Selected passage:
□ □ □ □ □ □ □

Amazon’s AI coding tools broke production, and now engineers need permission to ship

The company that bet everything on AI-generated code is pulling the emergency brake

Kamil Banc

Mar 11, 2026

Article voiceover

0:00

-3:16

Hey Adopter,

Quick disclaimer: I love vibe coding. Last weekend I built lovup.xyz at Sabrina Ramonov 🍄’s hackathon, a relationship compatibility app where you and your partner answer 35 questions privately and AI compares everything across 9 dimensions. Landed 5th place out of 270 entries. It was a blast. But there is a difference between fun side projects and your company’s production infrastructure. That distinction matters for everything you are about to read.

This article gives you a complete breakdown of what went wrong at Amazon when AI coding tools started causing real outages, why 30,000 layoffs made the problem worse, and what you should steal from their hard-won policy changes before the same thing hits your organization.

Thanks for reading AI Adopters Club! This post is public so feel free to share it.

An AI agent decided to delete a production environment

Here’s the short version of what happened.

Amazon built an AI coding tool called Kiro. Launched it in July 2025. Then pushed hard for 80% of developers to use it at least once a week, tracking adoption like a sales quota. By November, they mandated it internally, steering engineers away from third-party tools like Cursor, despite roughly 1,500 engineers arguing external tools worked better.

In December, Kiro did something no one planned for. An engineer gave the AI agent access to a production environment, and instead of patching an issue, it autonomously decided to delete and recreate the entire environment. That caused a 13-hour outage of AWS Cost Explorer in one of China’s mainland regions.

Amazon called it user error, citing misconfigured access controls. The engineer had broader permissions than expected. Fair point. But the deeper question: why did an AI agent have the authority to destroy a production environment in the first place?

Then the shopping site went down

On March 5, Amazon’s website and app went dark for about six hours. Over 22,000 users reported problems on Downdetector, including checkout failures, wrong pricing, and broken payment confirmations. Amazon blamed a software code deployment. They did not specify whether AI tools were involved.

Five days later, SVP Dave Treadwell, a former Microsoft engineering executive, emailed staff to say availability had not been good. He converted a weekly optional meeting into a mandatory all-hands. The internal briefing called out “novel GenAI usage for which best practices and safeguards are not yet fully established.”

The new rule: junior and mid-level engineers now need senior sign-off on any AI-assisted code changes.

What this means in plain terms

If you are not a developer, here is the simple version.

Companies use AI tools to write software code faster. These tools predict what code should look like and generate it in seconds instead of hours. The problem: AI-generated code looks correct but carries hidden flaws. Bad code gets shipped to production, which is the live system that customers use. When bad code reaches production, things break. Sites go down. Data gets corrupted. Services stop working.

Amazon is the first major tech company to publicly admit that this is happening at a rate they cannot manage with existing safeguards. They are now requiring a human checkpoint before AI-written code touches anything customers use.

That is a big deal. Because Amazon spent the last year telling everyone to go faster with AI. Now they are saying: slow down.

□ □ □ □ □ □ □

Given information:

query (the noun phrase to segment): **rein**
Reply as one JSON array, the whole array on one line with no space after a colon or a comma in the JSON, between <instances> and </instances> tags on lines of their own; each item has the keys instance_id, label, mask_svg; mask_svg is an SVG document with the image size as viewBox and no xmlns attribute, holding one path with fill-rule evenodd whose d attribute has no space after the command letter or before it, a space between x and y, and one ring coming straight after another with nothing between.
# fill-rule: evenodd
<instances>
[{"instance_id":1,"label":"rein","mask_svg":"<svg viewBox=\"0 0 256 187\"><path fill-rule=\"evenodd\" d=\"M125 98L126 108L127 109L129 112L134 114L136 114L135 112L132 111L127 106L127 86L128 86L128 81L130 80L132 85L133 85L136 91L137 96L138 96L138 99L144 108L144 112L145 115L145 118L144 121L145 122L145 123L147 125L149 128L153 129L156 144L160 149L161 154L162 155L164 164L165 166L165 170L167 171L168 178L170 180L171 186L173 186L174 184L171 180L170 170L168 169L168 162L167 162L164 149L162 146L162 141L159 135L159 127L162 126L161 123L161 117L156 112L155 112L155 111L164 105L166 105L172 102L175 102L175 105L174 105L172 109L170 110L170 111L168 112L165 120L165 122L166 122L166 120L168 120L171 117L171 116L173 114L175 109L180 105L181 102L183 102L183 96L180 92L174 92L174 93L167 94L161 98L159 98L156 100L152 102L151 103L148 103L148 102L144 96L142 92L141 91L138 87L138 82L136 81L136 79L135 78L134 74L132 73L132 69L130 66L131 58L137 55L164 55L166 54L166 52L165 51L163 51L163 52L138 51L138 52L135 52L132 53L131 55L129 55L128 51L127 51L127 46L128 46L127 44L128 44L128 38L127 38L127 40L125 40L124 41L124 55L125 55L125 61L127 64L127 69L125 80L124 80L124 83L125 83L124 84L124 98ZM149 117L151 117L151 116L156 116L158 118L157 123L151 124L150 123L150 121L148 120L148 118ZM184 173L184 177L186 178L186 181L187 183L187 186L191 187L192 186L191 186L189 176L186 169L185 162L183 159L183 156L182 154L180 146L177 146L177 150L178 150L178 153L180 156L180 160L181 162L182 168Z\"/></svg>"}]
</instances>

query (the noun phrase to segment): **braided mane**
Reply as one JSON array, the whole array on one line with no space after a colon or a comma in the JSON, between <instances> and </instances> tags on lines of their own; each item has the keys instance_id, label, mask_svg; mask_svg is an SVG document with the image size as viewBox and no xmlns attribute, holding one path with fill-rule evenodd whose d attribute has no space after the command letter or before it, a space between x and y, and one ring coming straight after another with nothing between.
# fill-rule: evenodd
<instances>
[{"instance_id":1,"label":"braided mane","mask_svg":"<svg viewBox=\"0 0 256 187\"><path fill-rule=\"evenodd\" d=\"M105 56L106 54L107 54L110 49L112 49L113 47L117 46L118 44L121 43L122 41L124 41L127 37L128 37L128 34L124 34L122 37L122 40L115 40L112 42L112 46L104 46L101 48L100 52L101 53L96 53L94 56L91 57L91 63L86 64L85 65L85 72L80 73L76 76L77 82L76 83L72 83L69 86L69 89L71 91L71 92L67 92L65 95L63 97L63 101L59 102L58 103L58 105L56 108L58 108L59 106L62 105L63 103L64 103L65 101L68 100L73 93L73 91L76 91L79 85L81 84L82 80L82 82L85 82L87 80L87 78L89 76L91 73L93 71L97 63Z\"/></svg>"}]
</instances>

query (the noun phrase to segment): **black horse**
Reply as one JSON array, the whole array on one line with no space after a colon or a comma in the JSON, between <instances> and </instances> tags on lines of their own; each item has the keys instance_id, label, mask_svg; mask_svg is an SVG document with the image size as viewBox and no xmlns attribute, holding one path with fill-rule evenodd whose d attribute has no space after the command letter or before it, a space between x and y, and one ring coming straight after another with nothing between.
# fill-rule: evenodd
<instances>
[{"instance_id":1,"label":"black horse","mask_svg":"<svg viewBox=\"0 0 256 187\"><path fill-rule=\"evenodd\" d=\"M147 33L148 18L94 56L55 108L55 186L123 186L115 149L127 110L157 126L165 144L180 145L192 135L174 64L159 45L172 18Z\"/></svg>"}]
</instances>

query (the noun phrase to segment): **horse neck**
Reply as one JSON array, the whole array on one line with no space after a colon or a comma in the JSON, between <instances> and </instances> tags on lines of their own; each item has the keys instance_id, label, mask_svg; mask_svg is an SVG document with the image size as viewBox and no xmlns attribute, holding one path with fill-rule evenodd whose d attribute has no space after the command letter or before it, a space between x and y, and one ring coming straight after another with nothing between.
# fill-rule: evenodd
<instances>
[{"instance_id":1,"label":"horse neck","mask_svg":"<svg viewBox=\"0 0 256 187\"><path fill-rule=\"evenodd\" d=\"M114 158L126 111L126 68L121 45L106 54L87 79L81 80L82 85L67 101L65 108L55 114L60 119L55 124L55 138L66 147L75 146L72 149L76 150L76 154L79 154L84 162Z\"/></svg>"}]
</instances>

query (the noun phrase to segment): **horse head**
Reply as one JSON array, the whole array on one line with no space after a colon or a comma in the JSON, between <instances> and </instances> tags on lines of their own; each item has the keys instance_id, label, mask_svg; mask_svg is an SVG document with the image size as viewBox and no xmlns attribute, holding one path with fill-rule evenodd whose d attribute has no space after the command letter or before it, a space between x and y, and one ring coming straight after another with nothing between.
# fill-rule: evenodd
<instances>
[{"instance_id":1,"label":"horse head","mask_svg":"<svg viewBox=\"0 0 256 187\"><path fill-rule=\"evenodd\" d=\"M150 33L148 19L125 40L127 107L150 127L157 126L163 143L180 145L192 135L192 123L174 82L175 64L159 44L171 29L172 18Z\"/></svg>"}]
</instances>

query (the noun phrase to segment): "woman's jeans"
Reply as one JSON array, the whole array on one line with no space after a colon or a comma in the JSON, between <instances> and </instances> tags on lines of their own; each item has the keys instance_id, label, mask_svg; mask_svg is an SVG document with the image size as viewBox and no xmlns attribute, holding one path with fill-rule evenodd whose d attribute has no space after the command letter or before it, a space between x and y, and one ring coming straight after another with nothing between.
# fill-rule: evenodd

□ □ □ □ □ □ □

What this exercise asks:
- A) In the article on Amazon's AI coding tools, what do junior and mid-level engineers now need before making AI-assisted code changes?
- B) Extract a passage from the article on Amazon's AI coding tools, starting with "Article voiceover" and going on through "to share it.".
- C) Extend the article on Amazon's AI coding tools, picking up after its final sentence.
The entries have no connection to the article on Amazon's AI coding tools.

Answers for this exercise:
- A) They need senior sign-off.

- B)
Article voiceover

0:00

-3:16

Hey Adopter,

Quick disclaimer: I love vibe coding. Last weekend I built lovup.xyz at Sabrina Ramonov 🍄’s hackathon, a relationship compatibility app where you and your partner answer 35 questions privately and AI compares everything across 9 dimensions. Landed 5th place out of 270 entries. It was a blast. But there is a difference between fun side projects and your company’s production infrastructure. That distinction matters for everything you are about to read.

This article gives you a complete breakdown of what went wrong at Amazon when AI coding tools started causing real outages, why 30,000 layoffs made the problem worse, and what you should steal from their hard-won policy changes before the same thing hits your organization.

Thanks for reading AI Adopters Club! This post is public so feel free to share it.

- C)
Fewer people, more AI, more fires

Here is where the story gets uncomfortable.

Amazon confirmed 16,000 additional layoffs in January 2026, bringing total cuts to 30,000 since October 2025. That is roughly 10% of the corporate and tech workforce, and the largest reduction in company history. CEO Andy Jassy has been explicit: he expects corporate headcount to shrink because of AI-driven efficiency gains.

Some employees report being asked to rely on AI tools to make up for lost headcount.

This creates a compounding risk loop that should alarm anyone running a team:

Fewer engineers leads to more AI tool reliance, which leads to less experienced reviewers, which leads to higher incident probability.

The December peer review safeguard did not prevent the March outage. That means either the policy was not enforced across divisions, or code reviews alone are not enough against the speed and volume AI generates.

The numbers confirm the problem is not just Amazon

Industry-wide data from Harness’s State of Software Delivery 2025 survey paints a stark picture:

92% of developers say AI tools increase the blast radius from bad code reaching production. 67% spend more time debugging AI-generated code. 68% spend more time fixing AI-related security vulnerabilities. 59% experience deployment errors at least half the time when using AI tools. And 60% of organisations have no formal process for reviewing AI-generated code.

A separate study found AI-generated code introduces 1.7x more bugs than human-written code, with 1.5 to 2x more security flaws and 8x more performance issues.

When Pixee tested five major AI coding platforms in December 2025, they found 69 vulnerabilities. Traditional code scanners caught zero of them.

Code quality is getting worse, not better

GitClear’s analysis of 211 million lines of code from Google, Microsoft, and Meta tells the structural story.

Refactored code, the kind that improves existing systems, has plummeted from 25% of all changes in 2021 to under 10% in 2025. Copy-pasted and duplicated code has risen from 8.3% to over 18% in the same period. Developers are generating more code and improving less of it. That is a textbook recipe for technical debt that compounds quarterly.

An arXiv systematic review of 72 studies identified 10 distinct bug patterns in AI-generated code, with misinterpretations, missing corner cases, and hallucinated objects among the most common. These are the patterns most dangerous in production infrastructure.

Global outages are climbing alongside AI adoption

Cisco ThousandEyes reported that global internet outages jumped from 1,382 events in January 2025 to 2,110 in March, a 53% increase. Not all are AI-attributable. But the trend lines up with the speed at which companies adopted AI coding tools.

The pattern is not unique to Amazon. Replit’s AI agent went rogue and deleted a company database. Microsoft 365 suffered a nine-hour-plus outage. The OWASP Top 10 for Agentic Applications 2026 now lists inadequate guardrails and sandboxing as a top vulnerability.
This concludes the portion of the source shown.